Extract to read:
--- Begin ---
SIR Optimization Pipeline

This page describes the current pipeline conservatively: what is clearly implemented, what route a workload tends to take, and where the sharp edges still are.

High-level picture

There are two different optimization routes that often get conflated:

compiler-side inline SIMD for qualifying small static arrays
SIR lowering and backend dispatch for tensor or graph workloads

Conceptually:

text

source code
  -> HIR
  -> either small-array inline SIMD
  -> or SIR graph lowering
  -> backend selection
  -> LLVM IR / target code

Route 1: inline SIMD for small arrays

The compiler has a dedicated simd_small path for qualifying fixed-size arrays.

The current backend threshold is explicit:

maximum 64 bytes total
maximum 64 elements
element count must be a power of two

That threshold is implemented in crates/vex-sir/src/codegen/backends/simd/inline.rs and mirrored by the small-array codegen helpers in crates/vex-compiler/src/codegen_hir/expr/simd_small.

Typical examples on this path are:

element-wise arithmetic on [T; N]
vector comparisons on [T; N]
reductions such as \+ and \> on small arrays

Example:

vex

fn sum8(x: [i32; 8]): i32 {
    return \+ x
}

On this path, the likely evidence in emitted LLVM is:

<N x T> vector values
insertelement chains for tiny literals
llvm.vector.reduce.* intrinsics for reductions

Route 2: SIR for tensor and graph code

When code is written around graph fn, Tensor<T>, or other graph-shaped tensor operations, the compiler lowers into SIR first and then chooses a backend based on shapes and supported node families.
--- End ---
Input records:
--- Begin ---
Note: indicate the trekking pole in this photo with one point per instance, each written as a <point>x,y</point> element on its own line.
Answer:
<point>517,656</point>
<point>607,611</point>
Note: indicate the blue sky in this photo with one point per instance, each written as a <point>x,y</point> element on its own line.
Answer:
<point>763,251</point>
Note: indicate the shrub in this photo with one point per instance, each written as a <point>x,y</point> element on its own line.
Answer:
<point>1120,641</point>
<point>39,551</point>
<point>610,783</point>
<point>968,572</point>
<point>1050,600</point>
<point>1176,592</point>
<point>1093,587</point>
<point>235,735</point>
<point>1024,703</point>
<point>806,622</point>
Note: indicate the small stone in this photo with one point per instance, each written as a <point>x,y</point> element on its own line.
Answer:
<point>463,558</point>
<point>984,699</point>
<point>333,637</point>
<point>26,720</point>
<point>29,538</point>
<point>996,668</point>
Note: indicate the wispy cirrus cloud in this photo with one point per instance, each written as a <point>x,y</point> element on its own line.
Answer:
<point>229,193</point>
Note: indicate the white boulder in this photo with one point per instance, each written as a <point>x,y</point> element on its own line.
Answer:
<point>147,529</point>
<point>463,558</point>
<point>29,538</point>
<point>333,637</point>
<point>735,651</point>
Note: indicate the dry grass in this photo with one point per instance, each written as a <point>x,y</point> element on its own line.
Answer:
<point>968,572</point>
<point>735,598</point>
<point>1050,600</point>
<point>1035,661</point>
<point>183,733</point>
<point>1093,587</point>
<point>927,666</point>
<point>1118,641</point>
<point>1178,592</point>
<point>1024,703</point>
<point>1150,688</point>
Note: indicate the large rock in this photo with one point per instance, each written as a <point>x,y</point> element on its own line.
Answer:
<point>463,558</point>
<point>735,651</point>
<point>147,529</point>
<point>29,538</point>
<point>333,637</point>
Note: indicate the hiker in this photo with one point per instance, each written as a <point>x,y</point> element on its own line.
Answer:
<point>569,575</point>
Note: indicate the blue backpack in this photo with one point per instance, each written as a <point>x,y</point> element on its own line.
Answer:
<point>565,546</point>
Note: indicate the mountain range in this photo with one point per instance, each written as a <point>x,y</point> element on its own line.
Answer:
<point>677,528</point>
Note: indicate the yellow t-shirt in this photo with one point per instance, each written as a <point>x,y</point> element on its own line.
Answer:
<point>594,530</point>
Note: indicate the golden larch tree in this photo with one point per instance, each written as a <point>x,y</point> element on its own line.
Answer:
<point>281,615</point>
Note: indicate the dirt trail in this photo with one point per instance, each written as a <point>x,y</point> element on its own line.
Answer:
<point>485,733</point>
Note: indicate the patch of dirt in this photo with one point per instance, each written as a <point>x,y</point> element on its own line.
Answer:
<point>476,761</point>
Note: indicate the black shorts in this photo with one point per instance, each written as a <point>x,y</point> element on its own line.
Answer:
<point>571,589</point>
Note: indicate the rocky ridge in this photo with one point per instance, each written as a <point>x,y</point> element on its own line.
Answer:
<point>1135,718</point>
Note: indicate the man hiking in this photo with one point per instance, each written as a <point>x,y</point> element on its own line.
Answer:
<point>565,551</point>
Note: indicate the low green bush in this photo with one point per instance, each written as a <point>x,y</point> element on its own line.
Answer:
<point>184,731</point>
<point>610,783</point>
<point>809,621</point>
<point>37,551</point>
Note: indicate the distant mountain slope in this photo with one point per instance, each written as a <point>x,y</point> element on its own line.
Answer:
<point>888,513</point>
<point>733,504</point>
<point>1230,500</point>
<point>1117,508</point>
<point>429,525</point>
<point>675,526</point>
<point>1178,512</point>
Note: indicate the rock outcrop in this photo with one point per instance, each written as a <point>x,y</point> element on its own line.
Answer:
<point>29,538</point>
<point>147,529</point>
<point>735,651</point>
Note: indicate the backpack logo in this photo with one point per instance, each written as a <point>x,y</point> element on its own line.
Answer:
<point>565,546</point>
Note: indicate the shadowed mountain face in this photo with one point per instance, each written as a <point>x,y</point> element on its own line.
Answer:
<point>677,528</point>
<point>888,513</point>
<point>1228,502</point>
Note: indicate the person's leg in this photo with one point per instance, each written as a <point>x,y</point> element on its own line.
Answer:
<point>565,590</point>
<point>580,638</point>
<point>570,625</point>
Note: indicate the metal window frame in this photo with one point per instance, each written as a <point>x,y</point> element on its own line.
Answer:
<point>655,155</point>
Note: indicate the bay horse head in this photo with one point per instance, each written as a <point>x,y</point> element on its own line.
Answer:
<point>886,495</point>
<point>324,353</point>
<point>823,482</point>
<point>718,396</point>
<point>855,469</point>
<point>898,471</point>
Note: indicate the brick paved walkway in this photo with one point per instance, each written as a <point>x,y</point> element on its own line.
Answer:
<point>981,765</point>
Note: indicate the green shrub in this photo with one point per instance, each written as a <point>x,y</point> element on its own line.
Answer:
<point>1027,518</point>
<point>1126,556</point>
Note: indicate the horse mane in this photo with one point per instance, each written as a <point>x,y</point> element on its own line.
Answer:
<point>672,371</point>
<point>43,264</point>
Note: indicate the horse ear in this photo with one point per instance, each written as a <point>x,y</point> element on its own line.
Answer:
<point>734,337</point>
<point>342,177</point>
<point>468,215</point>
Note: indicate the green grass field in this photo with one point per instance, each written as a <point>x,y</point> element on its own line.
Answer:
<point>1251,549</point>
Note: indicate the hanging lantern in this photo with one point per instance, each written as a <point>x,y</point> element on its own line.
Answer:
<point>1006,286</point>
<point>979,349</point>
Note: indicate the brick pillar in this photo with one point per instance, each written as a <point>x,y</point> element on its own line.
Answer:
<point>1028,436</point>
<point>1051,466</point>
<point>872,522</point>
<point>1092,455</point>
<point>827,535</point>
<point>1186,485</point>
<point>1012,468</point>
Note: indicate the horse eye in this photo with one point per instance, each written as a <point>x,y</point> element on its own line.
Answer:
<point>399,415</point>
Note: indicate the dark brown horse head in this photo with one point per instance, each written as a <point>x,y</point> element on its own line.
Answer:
--- End ---
Task set:
[1] Return everything from "The current backend" down to "helpers in crates/vex-compiler/src/codegen_hir/expr/simd_small." in the SIR pipeline page, copied word for word.
[2] Rescale everything in the records from the line containing "Note: indicate the horse mane" down to the very end of the records, both ends included. Repeat every line, the Note lines too, but multiply each point coordinate in the answers by 2.45 and round it to a whole number, with halves going up. Give only those lines.

Expected answers:
[1]
The current backend threshold is explicit:

maximum 64 bytes total
maximum 64 elements
element count must be a power of two

That threshold is implemented in crates/vex-sir/src/codegen/backends/simd/inline.rs and mirrored by the small-array codegen helpers in crates/vex-compiler/src/codegen_hir/expr/simd_small.

[2]
Note: indicate the horse mane in this photo with one point per instance, each written as a <point>x,y</point> element on its own line.
Answer:
<point>1646,909</point>
<point>105,647</point>
Note: indicate the horse ear in this photo with one point per instance, each written as a <point>x,y</point> element on its own line.
Answer:
<point>1798,826</point>
<point>838,434</point>
<point>1147,527</point>
Note: indicate the green grass field in this photo with one point per instance, each written as a <point>x,y</point> element on its own line.
Answer:
<point>3065,1345</point>
Note: indicate the hanging lantern in this photo with one point per instance, each written as a <point>x,y</point> element on its own line.
Answer:
<point>2465,701</point>
<point>2399,855</point>
Note: indicate the brick pillar in this photo with one point per instance, each written as a <point>x,y</point> element on its own line.
Answer:
<point>2519,1068</point>
<point>2575,1142</point>
<point>2136,1279</point>
<point>2675,1115</point>
<point>2026,1311</point>
<point>2906,1188</point>
<point>2479,1147</point>
Note: indicate the horse eye in this photo with one point per instance, each written as a <point>x,y</point> element on its own line.
Answer:
<point>978,1017</point>
Note: indicate the dark brown horse head in this photo with one point per instance, each written as a <point>x,y</point> element on its own line.
Answer:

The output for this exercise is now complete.